Document passage START

Children appear to approach adult levels of performance on many basic cognitive and motor skills by age 11 or 12, according to a new study coordinated by the National Institutes of Health (NIH).
The NIH Magnetic Resonance Imaging (MRI) Study of Normal Brain Development is tracking brain and behavioral development in about 500 healthy American children, from birth to age 18. A report published online today by the Journal of the International Neuropsychological Society* contains the first glimpse of behavioral data covering IQ, motor dexterity, language, computation, and social skills collected from children ages 6 to 18.
The study "will provide researchers with a reference point for how the normal brain develops, so that they can better understand what goes wrong in children who have brain abnormalities caused by genetic disease, prenatal exposure to alcohol or drugs, or other factors," said lead author Deborah Waber, Ph.D., an Associate Professor of Psychiatry at Children's Hospital Boston and Harvard Medical School.

Document passage END
Record excerpts START

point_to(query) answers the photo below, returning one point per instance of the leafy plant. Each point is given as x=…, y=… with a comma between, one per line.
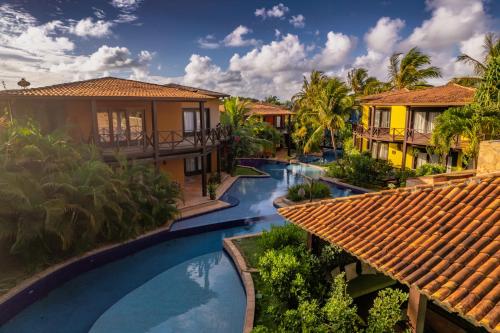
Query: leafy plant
x=430, y=169
x=279, y=237
x=386, y=311
x=303, y=191
x=212, y=191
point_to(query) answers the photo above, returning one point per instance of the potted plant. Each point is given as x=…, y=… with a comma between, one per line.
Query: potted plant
x=212, y=191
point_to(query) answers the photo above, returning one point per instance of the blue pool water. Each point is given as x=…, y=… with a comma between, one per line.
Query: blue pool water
x=328, y=156
x=256, y=195
x=182, y=285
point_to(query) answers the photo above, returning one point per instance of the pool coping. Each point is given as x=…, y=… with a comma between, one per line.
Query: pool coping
x=42, y=283
x=245, y=276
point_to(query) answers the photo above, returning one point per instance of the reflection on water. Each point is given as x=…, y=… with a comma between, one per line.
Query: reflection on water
x=256, y=195
x=182, y=285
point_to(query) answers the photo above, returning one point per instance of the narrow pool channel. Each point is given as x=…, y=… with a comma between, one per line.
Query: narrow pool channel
x=186, y=284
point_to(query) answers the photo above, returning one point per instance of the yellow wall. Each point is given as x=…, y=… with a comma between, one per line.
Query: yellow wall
x=175, y=169
x=395, y=154
x=398, y=116
x=365, y=116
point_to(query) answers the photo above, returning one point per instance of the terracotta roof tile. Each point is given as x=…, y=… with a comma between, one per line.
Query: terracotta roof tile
x=108, y=87
x=450, y=94
x=442, y=238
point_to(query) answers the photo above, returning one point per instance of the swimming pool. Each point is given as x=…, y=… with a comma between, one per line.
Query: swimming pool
x=186, y=284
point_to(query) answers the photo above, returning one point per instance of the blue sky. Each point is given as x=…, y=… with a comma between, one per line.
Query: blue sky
x=251, y=48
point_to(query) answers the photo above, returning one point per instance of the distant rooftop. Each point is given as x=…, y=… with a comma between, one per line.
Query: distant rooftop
x=443, y=239
x=108, y=87
x=447, y=95
x=197, y=90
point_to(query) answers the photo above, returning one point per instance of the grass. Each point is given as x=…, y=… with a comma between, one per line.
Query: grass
x=246, y=171
x=251, y=252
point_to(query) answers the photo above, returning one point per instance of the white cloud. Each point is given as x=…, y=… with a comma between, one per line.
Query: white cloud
x=236, y=38
x=298, y=21
x=337, y=48
x=451, y=22
x=126, y=5
x=277, y=11
x=208, y=42
x=125, y=18
x=88, y=28
x=99, y=13
x=275, y=68
x=45, y=54
x=384, y=35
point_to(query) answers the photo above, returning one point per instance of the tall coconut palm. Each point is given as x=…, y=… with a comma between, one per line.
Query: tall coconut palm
x=329, y=111
x=477, y=121
x=247, y=136
x=411, y=70
x=491, y=49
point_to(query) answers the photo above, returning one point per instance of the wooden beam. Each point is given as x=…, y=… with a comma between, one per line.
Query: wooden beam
x=370, y=125
x=417, y=306
x=95, y=129
x=156, y=139
x=203, y=154
x=405, y=137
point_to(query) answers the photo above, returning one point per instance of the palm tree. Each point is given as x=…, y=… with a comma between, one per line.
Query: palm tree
x=411, y=70
x=247, y=135
x=491, y=49
x=362, y=84
x=475, y=122
x=329, y=110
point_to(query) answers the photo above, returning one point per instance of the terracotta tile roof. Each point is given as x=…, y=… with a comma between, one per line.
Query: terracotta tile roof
x=198, y=90
x=450, y=94
x=266, y=109
x=443, y=239
x=107, y=87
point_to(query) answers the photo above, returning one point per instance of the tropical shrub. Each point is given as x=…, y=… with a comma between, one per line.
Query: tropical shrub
x=58, y=198
x=301, y=192
x=386, y=311
x=361, y=169
x=430, y=169
x=278, y=238
x=301, y=296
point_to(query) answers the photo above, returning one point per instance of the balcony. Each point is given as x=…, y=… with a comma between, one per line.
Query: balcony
x=413, y=136
x=140, y=144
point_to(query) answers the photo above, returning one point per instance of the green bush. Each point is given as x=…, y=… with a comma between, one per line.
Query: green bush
x=430, y=169
x=361, y=169
x=319, y=191
x=59, y=198
x=279, y=237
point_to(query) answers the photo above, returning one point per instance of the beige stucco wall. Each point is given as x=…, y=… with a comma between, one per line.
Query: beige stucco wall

Record excerpts END

Repeat the passage on the NIH study of childhood brain and behavioral development word for word, from start to finish.

▶ [Exercise response]
Children appear to approach adult levels of performance on many basic cognitive and motor skills by age 11 or 12, according to a new study coordinated by the National Institutes of Health (NIH).
The NIH Magnetic Resonance Imaging (MRI) Study of Normal Brain Development is tracking brain and behavioral development in about 500 healthy American children, from birth to age 18. A report published online today by the Journal of the International Neuropsychological Society* contains the first glimpse of behavioral data covering IQ, motor dexterity, language, computation, and social skills collected from children ages 6 to 18.
The study "will provide researchers with a reference point for how the normal brain develops, so that they can better understand what goes wrong in children who have brain abnormalities caused by genetic disease, prenatal exposure to alcohol or drugs, or other factors," said lead author Deborah Waber, Ph.D., an Associate Professor of Psychiatry at Children's Hospital Boston and Harvard Medical School.